Extract:
- - - - - - -

County lays out mass COVID-19 vaccination plan

Peninsula Premier Admin

SALINAS — As vaccinating top-priority health care workers is nearing its end, Monterey County has created plans for large-scale COVID-19 vaccinations to cover most of the rest of the local population.

On Tuesday, county health and other officials presented community vaccination plans to the Board of Supervisors, promising to offer doses of the vaccine to as many as 20,000 people a week at peak capacity. The “multi-modal” strategy would include mass vaccination sites capable of administering up to 3,000 vaccine doses per day and perhaps more, along with other efforts backed by hospitals and clinics, home health care providers, pharmacies, and large local employers such as agriculture and hospitality.

At that rate, the county could administer about 520,000 doses of the two-dose vaccine over a six-month period. County health officials have indicated achieving herd immunity would require administering about 514,000 doses, covering 80% of the county population aged 16 and over or about 257,000 people.

- - - - - - -

[Data entries]
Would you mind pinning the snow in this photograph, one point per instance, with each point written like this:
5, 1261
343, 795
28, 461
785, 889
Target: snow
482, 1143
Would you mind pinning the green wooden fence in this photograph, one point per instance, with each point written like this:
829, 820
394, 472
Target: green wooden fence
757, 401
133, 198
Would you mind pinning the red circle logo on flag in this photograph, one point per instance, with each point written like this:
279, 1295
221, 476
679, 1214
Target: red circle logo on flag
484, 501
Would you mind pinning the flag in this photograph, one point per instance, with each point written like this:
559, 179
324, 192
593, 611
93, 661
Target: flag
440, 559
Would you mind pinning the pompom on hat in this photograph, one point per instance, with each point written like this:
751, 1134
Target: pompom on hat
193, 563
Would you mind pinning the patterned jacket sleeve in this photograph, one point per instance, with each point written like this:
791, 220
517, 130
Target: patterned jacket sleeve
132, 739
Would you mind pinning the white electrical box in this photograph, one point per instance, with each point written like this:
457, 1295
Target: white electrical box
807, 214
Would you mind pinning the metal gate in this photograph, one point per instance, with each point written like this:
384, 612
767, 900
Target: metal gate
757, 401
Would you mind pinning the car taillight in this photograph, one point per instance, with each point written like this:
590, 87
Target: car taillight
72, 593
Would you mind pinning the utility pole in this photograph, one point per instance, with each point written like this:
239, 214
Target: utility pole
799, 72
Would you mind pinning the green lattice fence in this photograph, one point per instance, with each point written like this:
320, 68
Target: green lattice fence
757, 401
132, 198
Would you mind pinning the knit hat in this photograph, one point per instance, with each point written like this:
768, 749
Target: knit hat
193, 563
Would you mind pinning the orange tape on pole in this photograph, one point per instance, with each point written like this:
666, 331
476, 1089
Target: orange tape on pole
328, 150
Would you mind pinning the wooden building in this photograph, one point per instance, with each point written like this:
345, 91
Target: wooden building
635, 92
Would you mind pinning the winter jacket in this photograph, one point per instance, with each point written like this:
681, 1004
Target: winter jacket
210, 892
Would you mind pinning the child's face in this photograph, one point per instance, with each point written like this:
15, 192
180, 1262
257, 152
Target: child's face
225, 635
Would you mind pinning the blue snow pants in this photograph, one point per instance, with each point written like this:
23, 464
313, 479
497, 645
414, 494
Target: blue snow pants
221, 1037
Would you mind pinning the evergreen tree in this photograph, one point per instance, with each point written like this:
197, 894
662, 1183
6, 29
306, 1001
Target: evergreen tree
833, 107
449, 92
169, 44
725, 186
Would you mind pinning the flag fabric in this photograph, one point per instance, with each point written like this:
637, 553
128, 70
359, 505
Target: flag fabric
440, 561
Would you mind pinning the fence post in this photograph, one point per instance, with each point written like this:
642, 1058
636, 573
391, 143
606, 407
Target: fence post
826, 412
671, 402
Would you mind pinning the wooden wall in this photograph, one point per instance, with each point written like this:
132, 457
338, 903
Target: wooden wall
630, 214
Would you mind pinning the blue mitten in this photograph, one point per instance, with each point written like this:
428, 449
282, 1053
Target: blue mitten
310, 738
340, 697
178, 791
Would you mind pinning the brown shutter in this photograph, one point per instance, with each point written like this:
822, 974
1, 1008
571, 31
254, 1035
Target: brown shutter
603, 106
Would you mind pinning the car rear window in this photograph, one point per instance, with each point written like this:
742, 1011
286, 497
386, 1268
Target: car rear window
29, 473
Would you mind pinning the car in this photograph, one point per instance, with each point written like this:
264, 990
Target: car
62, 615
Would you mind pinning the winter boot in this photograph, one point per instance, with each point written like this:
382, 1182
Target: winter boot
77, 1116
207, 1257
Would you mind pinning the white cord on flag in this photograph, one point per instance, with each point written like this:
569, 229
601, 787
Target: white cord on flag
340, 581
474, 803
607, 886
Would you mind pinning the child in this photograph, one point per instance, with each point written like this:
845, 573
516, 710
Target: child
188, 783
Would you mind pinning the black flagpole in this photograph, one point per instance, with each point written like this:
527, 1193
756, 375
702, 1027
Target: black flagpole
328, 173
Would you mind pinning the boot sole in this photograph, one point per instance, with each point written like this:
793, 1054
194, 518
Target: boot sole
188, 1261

- - - - - - -

Required work:
**1.** According to the vaccination plan article, at peak capacity how many people a week would be offered doses of the vaccine?
**2.** Reproduce the vaccination plan article from "County lays out" to "the local population.".
**3.** Carry on writing the article about Monterey County's COVID-19 vaccination plan from the point where it ends.

Outputs for the tasks:
**1.** As many as 20,000 people a week.

**2.**
County lays out mass COVID-19 vaccination plan

Peninsula Premier Admin

SALINAS — As vaccinating top-priority health care workers is nearing its end, Monterey County has created plans for large-scale COVID-19 vaccinations to cover most of the rest of the local population.

**3.**
But the key question is when the county might receive enough vaccination to be able to ramp up to that level of vaccination. Currently, the county has been allocated enough vaccine to administer up to 4,000 doses a week. Since Dec. 8, more than 21,000 doses have been administered out of about 29,850 received for a 70% delivery rate.

According to the presentation from County Health Officer Dr. Edward Moreno and County Emergency Operations Center Logistics Section Chief Mike Derr, the county will require “strong partnerships” between government, the health care system, labor and employer groups, and community and faith-based organizations to ramp up to large-scale vaccinations.

County officials have identified 32 potential sites for drive-through mass vaccination clinics in collaboration with public and private stakeholders to be set up as vaccine is available, and have also set up staffing, security and traffic control plans. The sites, all but 10 already under contract, range from the Monterey Peninsula, North County, and Salinas to South County and Big Sur. County officials did not announce their specific locations.

“We are ready to rock and roll once we are called upon,” Derr said.

In response, the county board unanimously backed sending a letter to state officials arguing the county is ready for large-scale vaccinations and asking for more vaccine while also requesting an accounting of where the state’s vaccine supply has gone thus far.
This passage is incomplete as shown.